TEXTE DU DOCUMENT:
--*--

Livres hors classes: Fellag "L'allumeur de rêves berbères"
Le pays ne fonctionne qu'avec des circulaires, c'est pour cela qu'il tourne en rond.
(à propos des islamistes)
Ils devraient s'en remettre à la justice divine. S'ils nous jugent avec leur esprit d'humains, ils risquent de condamner des innocents. Ils commettent une hérésie à vouloir se mettre à la place de Dieu !
Après la nuit coloniale est venue la nuit des colonels. Ces hommes sont en train d'installer un système effroyable qui va saper la mémoire et l'avenir de la société.
-Je ne sais pas pourquoi chez nous, en Algérie, aucune mayonnaise ne prend. Rien ne marche, rien ne tient, rien ne dure ! Tout coule !
Dans le monde eniter on dit – et c'est devenu proverbial – quand un peuple coule, quand il arrive au fond, il remonte. Nous, quand on arrive au fond, on creuse ! (page 11)

--*--

[Entrées enregistrées]

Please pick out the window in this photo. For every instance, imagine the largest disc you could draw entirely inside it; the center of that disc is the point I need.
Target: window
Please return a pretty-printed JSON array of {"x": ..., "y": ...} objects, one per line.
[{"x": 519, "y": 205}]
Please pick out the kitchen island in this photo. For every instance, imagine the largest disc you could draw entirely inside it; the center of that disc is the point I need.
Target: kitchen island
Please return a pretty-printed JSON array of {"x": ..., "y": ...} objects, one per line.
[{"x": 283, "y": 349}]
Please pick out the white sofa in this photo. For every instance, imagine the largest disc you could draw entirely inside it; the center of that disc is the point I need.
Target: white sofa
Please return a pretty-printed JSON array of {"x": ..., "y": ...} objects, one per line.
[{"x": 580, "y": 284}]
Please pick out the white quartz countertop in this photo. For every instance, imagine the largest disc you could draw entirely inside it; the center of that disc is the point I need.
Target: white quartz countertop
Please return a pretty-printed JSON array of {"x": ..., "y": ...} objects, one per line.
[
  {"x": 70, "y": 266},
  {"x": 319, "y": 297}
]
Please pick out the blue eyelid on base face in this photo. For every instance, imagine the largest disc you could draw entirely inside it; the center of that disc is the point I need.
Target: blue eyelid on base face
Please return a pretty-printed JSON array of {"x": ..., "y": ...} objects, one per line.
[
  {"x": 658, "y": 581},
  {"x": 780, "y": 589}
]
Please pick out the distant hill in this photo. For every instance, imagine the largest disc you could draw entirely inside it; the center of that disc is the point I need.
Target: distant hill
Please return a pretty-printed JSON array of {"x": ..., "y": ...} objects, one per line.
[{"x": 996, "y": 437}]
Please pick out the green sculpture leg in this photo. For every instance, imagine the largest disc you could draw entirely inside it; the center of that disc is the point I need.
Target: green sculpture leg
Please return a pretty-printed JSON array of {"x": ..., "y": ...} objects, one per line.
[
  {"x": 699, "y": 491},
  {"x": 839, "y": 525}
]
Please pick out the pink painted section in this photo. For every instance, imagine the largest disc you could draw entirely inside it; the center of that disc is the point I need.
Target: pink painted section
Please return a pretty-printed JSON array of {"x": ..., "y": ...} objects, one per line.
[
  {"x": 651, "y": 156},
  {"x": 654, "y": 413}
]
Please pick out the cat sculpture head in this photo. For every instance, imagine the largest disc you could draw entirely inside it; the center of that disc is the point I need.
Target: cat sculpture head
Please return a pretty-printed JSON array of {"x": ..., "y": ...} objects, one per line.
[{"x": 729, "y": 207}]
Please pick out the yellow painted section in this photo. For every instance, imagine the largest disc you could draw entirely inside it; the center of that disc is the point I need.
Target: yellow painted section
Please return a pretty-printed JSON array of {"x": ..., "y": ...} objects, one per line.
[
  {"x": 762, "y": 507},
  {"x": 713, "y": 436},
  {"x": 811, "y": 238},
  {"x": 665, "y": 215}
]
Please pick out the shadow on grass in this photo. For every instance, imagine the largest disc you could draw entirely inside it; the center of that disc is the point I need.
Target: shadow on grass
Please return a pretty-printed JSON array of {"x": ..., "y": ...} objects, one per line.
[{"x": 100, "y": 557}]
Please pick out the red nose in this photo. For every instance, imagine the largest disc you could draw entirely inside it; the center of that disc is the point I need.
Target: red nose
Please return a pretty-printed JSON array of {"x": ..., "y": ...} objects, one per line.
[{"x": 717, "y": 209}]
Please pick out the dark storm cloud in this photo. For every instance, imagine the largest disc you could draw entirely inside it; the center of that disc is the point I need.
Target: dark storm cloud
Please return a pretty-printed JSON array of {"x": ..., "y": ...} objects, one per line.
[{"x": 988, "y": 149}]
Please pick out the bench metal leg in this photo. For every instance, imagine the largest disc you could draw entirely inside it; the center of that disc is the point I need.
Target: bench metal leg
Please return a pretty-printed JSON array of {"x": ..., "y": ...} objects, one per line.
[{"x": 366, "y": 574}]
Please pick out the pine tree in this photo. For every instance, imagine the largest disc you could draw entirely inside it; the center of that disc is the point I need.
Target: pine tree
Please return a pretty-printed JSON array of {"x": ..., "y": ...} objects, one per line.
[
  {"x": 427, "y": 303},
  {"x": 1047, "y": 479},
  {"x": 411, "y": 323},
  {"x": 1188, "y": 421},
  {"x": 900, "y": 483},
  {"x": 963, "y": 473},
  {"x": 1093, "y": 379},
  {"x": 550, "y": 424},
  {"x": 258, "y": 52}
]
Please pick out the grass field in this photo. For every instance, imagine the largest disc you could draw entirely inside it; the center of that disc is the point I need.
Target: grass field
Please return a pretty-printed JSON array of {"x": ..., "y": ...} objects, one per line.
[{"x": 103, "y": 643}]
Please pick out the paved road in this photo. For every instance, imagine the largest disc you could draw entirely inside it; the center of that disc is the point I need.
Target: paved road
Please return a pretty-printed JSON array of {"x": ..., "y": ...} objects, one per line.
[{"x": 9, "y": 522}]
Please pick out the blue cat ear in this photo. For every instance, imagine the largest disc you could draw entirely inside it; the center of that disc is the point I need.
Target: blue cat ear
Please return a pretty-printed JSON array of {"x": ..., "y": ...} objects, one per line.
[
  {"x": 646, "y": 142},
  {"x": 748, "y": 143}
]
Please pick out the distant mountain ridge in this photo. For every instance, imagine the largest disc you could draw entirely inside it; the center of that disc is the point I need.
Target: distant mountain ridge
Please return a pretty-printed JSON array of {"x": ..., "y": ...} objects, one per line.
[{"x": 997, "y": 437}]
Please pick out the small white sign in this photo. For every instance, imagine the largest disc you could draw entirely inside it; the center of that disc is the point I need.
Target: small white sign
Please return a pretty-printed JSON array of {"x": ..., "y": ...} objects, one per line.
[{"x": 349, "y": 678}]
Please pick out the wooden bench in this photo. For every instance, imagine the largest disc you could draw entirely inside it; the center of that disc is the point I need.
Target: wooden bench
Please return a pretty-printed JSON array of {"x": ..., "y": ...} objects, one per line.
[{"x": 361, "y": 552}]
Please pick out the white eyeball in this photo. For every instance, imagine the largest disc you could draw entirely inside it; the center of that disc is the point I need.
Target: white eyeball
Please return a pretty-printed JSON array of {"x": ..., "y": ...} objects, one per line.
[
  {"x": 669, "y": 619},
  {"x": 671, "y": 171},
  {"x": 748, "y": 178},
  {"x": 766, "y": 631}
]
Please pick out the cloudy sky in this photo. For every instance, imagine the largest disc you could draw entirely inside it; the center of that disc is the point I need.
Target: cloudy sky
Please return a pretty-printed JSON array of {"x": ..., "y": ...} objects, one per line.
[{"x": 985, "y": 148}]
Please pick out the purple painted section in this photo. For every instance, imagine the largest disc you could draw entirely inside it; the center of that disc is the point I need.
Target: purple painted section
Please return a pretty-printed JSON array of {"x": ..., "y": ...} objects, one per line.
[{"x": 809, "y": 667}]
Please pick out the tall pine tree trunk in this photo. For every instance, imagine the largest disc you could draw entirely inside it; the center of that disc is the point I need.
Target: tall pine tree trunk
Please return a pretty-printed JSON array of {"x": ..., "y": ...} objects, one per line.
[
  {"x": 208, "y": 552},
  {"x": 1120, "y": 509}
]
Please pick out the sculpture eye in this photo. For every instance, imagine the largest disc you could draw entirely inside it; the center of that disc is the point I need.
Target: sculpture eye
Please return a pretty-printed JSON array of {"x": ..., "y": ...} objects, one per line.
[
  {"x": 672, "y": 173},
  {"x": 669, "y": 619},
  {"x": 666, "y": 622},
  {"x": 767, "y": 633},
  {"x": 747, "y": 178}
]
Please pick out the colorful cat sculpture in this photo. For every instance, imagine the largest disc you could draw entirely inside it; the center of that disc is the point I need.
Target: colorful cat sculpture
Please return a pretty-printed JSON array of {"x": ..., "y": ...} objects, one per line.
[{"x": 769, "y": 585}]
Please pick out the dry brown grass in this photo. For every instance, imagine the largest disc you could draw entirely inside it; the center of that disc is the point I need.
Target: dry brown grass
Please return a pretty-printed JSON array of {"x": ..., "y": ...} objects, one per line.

--*--

EXERCICES:
1. Extrayez du texte des citations de Fellag le passage allant de « Après la nuit » jusqu'à « Tout coule ! » inclus.
2. Reformulez plus brièvement le paragraphe des citations de Fellag qui commence par « Après la nuit coloniale », sans perdre ses faits principaux.

CORRIGÉS:
1.
Après la nuit coloniale est venue la nuit des colonels. Ces hommes sont en train d'installer un système effroyable qui va saper la mémoire et l'avenir de la société.
-Je ne sais pas pourquoi chez nous, en Algérie, aucune mayonnaise ne prend. Rien ne marche, rien ne tient, rien ne dure ! Tout coule !

2. La nuit des colonels a succédé à la nuit coloniale : ces hommes mettent en place un système effroyable qui va saper la mémoire et l'avenir de la société.